• **Your instructions**
Transcribe all of the records word for word, please, omitting the pictures.

::: Supplied material

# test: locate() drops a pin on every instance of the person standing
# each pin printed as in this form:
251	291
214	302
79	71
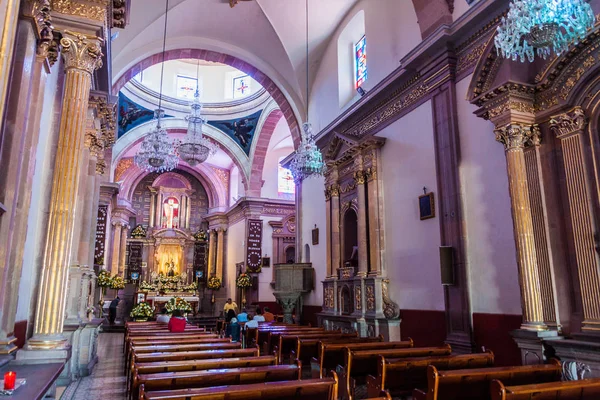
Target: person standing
112	310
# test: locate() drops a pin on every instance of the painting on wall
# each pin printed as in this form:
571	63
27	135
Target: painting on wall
241	130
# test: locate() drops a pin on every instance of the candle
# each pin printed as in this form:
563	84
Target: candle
9	380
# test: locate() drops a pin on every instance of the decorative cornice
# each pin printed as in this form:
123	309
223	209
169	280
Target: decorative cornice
569	123
518	136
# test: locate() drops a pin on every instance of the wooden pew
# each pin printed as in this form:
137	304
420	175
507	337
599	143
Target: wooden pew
308	347
586	389
288	343
220	377
197	365
360	363
312	389
467	384
330	355
189	355
401	375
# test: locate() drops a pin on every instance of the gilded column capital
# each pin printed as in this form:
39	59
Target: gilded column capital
569	123
518	136
81	52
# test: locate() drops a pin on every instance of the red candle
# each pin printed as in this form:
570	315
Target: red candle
9	380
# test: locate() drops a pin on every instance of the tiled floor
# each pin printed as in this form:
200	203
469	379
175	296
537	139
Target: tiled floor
107	381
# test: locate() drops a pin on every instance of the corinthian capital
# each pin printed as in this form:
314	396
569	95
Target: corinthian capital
566	124
518	136
81	51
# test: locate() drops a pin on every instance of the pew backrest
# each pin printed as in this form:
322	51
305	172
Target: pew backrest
585	389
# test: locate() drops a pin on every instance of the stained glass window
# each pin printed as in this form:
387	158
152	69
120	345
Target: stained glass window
285	183
241	86
186	87
360	62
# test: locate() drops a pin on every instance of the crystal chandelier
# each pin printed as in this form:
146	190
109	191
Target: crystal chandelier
157	153
195	148
308	160
543	26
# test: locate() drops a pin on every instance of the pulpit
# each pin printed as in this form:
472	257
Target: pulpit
291	282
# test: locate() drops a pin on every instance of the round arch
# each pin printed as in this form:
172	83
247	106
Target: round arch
209	55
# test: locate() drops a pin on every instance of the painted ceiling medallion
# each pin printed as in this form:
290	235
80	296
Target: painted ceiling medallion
542	26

::::::

• **Answer to this exercise**
# test: locate() drops a pin on every instance of the person standing
# each pin printed as in this form:
251	291
214	302
79	71
Target: person standing
112	310
# test: locate() drops a pin on every instance of the painting on wall
# each pin printed as in this form:
571	63
27	135
Target: painting on wall
241	130
# test: locate() drops a pin on every instance of the candle
# each pin printed as in this form:
563	84
Target: candle
9	380
# test: locate() drops a pin on every instance of the decorative cornice
# each pin printed as in this form:
123	309
223	209
169	280
Target: decorative cornice
569	123
518	136
# test: locate() drops a pin on every instance of the wooden pew
# each pin printed as in this form:
137	304
420	175
507	337
599	143
Target: wooden pew
308	347
586	389
288	343
220	377
197	365
360	363
312	389
467	384
330	355
189	355
401	375
# test: locate() drops a pin on every instance of the gilded column capital
# each pin printed as in this form:
39	59
Target: gilded column capital
569	123
518	136
81	52
# test: locate() drops a pin on every instance of the red candle
# each pin printed as in this form:
570	315
Target: red candle
9	380
# test: locate() drops a pin on every instance of the tiled floor
# each pin printed as in this form:
200	203
469	379
175	296
537	139
Target: tiled floor
107	381
# test: locate() drops a pin on every instance of the corinthian capital
# each pin printed as in this form:
314	396
569	95
Target: corinthian capital
566	124
518	136
81	51
# test: locate() drops a pin on every instance of the pew backrest
# each pin printed as in this form:
322	51
305	172
Target: pew backrest
585	389
# test: locate() drops a pin on every instance of the stained glass window
# each pin printed as in this form:
387	158
152	69
120	345
Target: stained glass window
285	183
241	86
186	87
360	62
# test: locate() drops a pin on every instance of the crystal chandelier
# each pin printed as in this form:
146	190
109	191
Target: crystal chandelier
157	153
195	148
308	160
543	26
# test: locate() drops a pin on every instance of the pulpit
# each pin printed as in this form:
472	257
Target: pulpit
291	282
# test: locate() drops a pin on every instance of the round arch
# each pin printed as in this form:
172	83
247	106
Target: round arch
209	55
# test: locate() drops a pin on every instance of the painted ceiling medallion
# each pin printed as in this form:
290	235
80	296
Target: painted ceiling medallion
542	26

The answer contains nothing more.